### GIVEN PROBLEM 1
According to the article on generations in the workplace, in which years was the Baby-Boomer generation born?
### GIVEN PROBLEM 2
Reproduce verbatim the lines of the entries starting with the line that contains "the wood grain" and going on through the line that contains "point(408, 47)".

The current period is a peculiar one in terms of diversity in the workplace. For the first time, four generations coexist in the workplace: Baby Boomers, Generation X, Millennials and Generation Z. The results of a 2014 sociological study show that each generation has a specific working style
The role of the organisational structure and the HR department in this context is to encourage diversity in the workplace and, at the same time, to blur the barriers that may arise between different groups. Here are the 5 practices we rely on at DWF to overcome differences in age as well as gender, ethnicity, sexual orientation, etc.
1.So many generations, so many preferences
1.1. Baby-Boomers generation
Known as the first generation to enjoy harmony and prosperity after the two world wars and the great economic crisis, the Baby-Boomer generation includes those born between 1946 and 1964. Members of this generation are usually characterised by loyalty, a strong work ethic and a strong spirit of sacrifice in the workplace. Baby Boomers are adept at communicating effectively, which is why they often prefer phone calls.
The ideal workplace for this generation is one that encourages goal setting, deadlines and competitiveness.
1.2. Generation X
The period 1965-1980 is the period of Generation X. Inspired by the civil rights movements of this period, Generation Xers are keen on diversity and work-life balance. Unlike Baby Boomers, Generation Xers do not hesitate to quit a job if it does not meet their expectations and needs.
For good retention of employees belonging to this generation, employers need to offer flexibility, understanding of personal needs and diversity in the workplace.
1.3. Millennials (Y)
Born between 1981 and 2000, millennials are tech-savvy and are also known as Generation Y. Adept at written communication, generally via SMS and email, millennials live and work at a fast pace. They place an emphasis on cultivating passion both in their private lives and in the workplace, and want, above all, to develop personally through the activities they do during working hours.

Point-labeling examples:
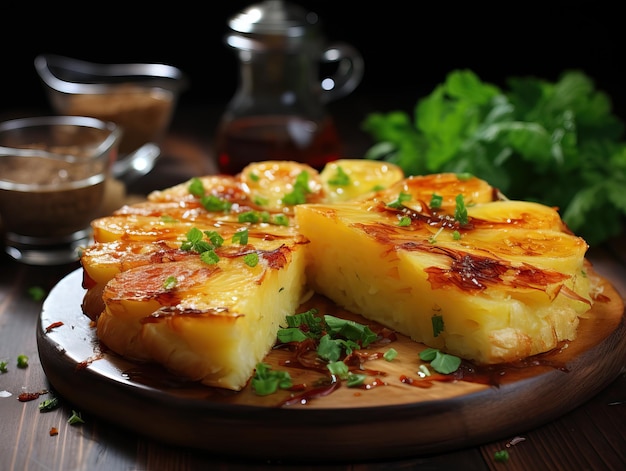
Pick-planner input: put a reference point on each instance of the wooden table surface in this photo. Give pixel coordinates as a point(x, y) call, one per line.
point(590, 437)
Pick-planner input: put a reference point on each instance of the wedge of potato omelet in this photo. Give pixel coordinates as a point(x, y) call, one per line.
point(200, 277)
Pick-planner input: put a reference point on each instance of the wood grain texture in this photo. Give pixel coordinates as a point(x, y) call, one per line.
point(391, 421)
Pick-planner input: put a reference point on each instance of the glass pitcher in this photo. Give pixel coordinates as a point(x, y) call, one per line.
point(278, 111)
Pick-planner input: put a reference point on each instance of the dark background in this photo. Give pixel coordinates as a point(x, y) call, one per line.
point(408, 47)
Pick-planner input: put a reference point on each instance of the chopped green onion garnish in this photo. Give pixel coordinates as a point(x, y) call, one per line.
point(170, 283)
point(251, 259)
point(267, 381)
point(22, 361)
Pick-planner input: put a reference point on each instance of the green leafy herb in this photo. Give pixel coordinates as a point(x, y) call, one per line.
point(341, 178)
point(251, 259)
point(196, 187)
point(339, 369)
point(460, 211)
point(436, 201)
point(170, 283)
point(267, 381)
point(22, 361)
point(404, 221)
point(557, 143)
point(299, 191)
point(241, 236)
point(36, 293)
point(206, 248)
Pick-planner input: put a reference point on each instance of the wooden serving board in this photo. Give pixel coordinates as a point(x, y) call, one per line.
point(391, 420)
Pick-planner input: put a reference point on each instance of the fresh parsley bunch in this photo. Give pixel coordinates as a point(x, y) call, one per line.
point(555, 143)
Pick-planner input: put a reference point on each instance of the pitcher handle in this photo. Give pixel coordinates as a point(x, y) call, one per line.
point(348, 74)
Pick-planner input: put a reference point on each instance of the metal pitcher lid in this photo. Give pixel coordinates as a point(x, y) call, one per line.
point(272, 18)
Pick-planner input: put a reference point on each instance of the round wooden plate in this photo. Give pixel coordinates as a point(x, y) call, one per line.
point(392, 420)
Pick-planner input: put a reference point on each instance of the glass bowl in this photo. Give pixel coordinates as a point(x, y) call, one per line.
point(140, 98)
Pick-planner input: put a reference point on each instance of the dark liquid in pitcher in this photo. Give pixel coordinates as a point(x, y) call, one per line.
point(256, 139)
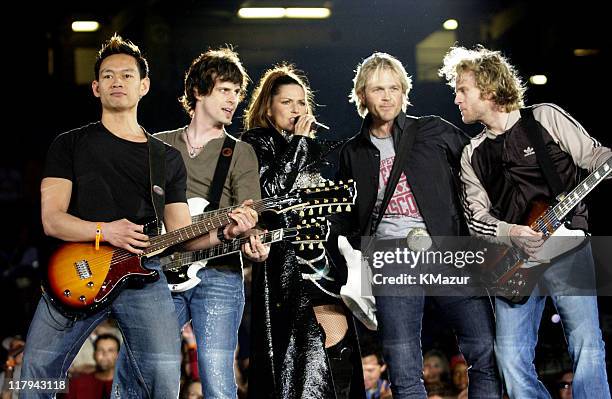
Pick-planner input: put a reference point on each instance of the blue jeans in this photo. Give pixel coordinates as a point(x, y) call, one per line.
point(400, 321)
point(215, 308)
point(148, 323)
point(517, 333)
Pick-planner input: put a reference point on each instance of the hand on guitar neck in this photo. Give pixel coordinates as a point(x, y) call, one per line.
point(243, 218)
point(526, 239)
point(125, 234)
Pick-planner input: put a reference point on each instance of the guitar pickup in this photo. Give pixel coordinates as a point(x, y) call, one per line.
point(83, 269)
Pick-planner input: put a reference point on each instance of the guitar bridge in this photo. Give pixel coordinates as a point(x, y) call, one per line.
point(83, 269)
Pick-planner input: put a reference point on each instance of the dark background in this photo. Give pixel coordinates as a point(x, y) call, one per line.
point(42, 97)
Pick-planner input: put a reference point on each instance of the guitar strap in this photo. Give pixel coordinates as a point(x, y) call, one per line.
point(405, 144)
point(157, 176)
point(535, 137)
point(221, 170)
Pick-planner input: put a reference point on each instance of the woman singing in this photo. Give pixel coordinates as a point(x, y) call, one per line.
point(302, 343)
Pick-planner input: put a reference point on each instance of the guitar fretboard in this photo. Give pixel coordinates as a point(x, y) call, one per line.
point(550, 220)
point(184, 258)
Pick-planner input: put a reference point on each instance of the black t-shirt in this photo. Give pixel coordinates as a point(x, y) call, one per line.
point(110, 175)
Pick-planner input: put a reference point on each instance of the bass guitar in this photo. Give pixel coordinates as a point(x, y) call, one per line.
point(514, 275)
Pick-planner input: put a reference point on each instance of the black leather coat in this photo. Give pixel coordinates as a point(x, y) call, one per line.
point(288, 358)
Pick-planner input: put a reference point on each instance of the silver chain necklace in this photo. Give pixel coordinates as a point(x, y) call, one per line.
point(190, 148)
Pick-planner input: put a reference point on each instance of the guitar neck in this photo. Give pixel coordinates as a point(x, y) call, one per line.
point(550, 220)
point(186, 233)
point(185, 258)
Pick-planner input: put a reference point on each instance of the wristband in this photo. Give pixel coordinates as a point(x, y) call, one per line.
point(98, 235)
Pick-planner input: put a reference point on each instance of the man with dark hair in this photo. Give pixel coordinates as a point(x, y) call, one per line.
point(214, 85)
point(97, 385)
point(97, 187)
point(502, 175)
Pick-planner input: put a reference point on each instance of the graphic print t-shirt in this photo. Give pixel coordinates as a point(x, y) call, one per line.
point(402, 213)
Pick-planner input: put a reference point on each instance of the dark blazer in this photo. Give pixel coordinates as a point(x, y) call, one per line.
point(431, 169)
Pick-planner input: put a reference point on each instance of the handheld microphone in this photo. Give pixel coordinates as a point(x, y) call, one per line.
point(314, 123)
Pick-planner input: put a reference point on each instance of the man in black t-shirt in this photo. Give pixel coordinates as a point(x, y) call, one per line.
point(96, 186)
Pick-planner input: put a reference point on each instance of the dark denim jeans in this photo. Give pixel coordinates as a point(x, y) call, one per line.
point(471, 318)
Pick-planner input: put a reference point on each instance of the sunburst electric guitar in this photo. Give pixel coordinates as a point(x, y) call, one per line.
point(81, 280)
point(512, 274)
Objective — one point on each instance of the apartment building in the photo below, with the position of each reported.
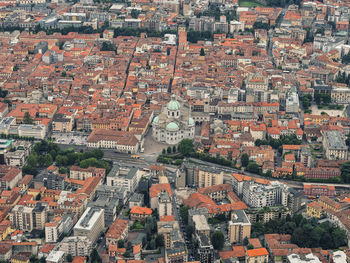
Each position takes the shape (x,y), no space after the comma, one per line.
(117,231)
(205,249)
(76,172)
(76,246)
(239,227)
(334,145)
(127,178)
(202,176)
(58,226)
(201,225)
(257,195)
(90,224)
(21,218)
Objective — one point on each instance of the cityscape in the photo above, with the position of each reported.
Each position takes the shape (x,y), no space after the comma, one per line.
(174,131)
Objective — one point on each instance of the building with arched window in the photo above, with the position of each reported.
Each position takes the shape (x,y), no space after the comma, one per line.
(174,123)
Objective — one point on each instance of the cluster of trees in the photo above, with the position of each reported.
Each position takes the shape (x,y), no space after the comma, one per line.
(309,36)
(46,153)
(346,59)
(306,102)
(305,232)
(345,171)
(342,77)
(277,144)
(3,93)
(261,25)
(127,31)
(15,136)
(218,240)
(323,99)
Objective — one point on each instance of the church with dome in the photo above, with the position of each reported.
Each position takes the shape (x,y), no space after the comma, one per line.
(174,123)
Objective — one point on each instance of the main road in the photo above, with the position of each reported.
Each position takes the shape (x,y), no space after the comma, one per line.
(125,159)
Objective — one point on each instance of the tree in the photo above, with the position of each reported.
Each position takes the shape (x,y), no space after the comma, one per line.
(134,13)
(186,147)
(120,243)
(245,241)
(94,256)
(345,172)
(245,160)
(27,119)
(159,241)
(218,240)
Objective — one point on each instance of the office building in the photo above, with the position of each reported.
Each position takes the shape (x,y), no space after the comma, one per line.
(90,224)
(76,246)
(335,146)
(239,227)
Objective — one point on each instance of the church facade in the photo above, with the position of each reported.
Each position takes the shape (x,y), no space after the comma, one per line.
(174,123)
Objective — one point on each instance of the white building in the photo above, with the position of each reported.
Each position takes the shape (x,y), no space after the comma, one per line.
(292,102)
(55,257)
(165,207)
(90,224)
(125,178)
(257,195)
(174,123)
(76,246)
(309,258)
(21,217)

### CORRECT RESPONSE 1
Between 1946 and 1964.

### CORRECT RESPONSE 2
Pick-planner input: put a reference point on each instance of the wood grain texture in this photo. Give pixel coordinates as a point(x, y) call, one per line.
point(391, 421)
Pick-planner input: put a reference point on each instance of the glass pitcher in this photo. Give pixel coordinates as a point(x, y) call, one per line.
point(278, 111)
Pick-planner input: put a reference point on each instance of the dark background in this photo. Give pixel coordinates as a point(x, y) call, one per line.
point(408, 47)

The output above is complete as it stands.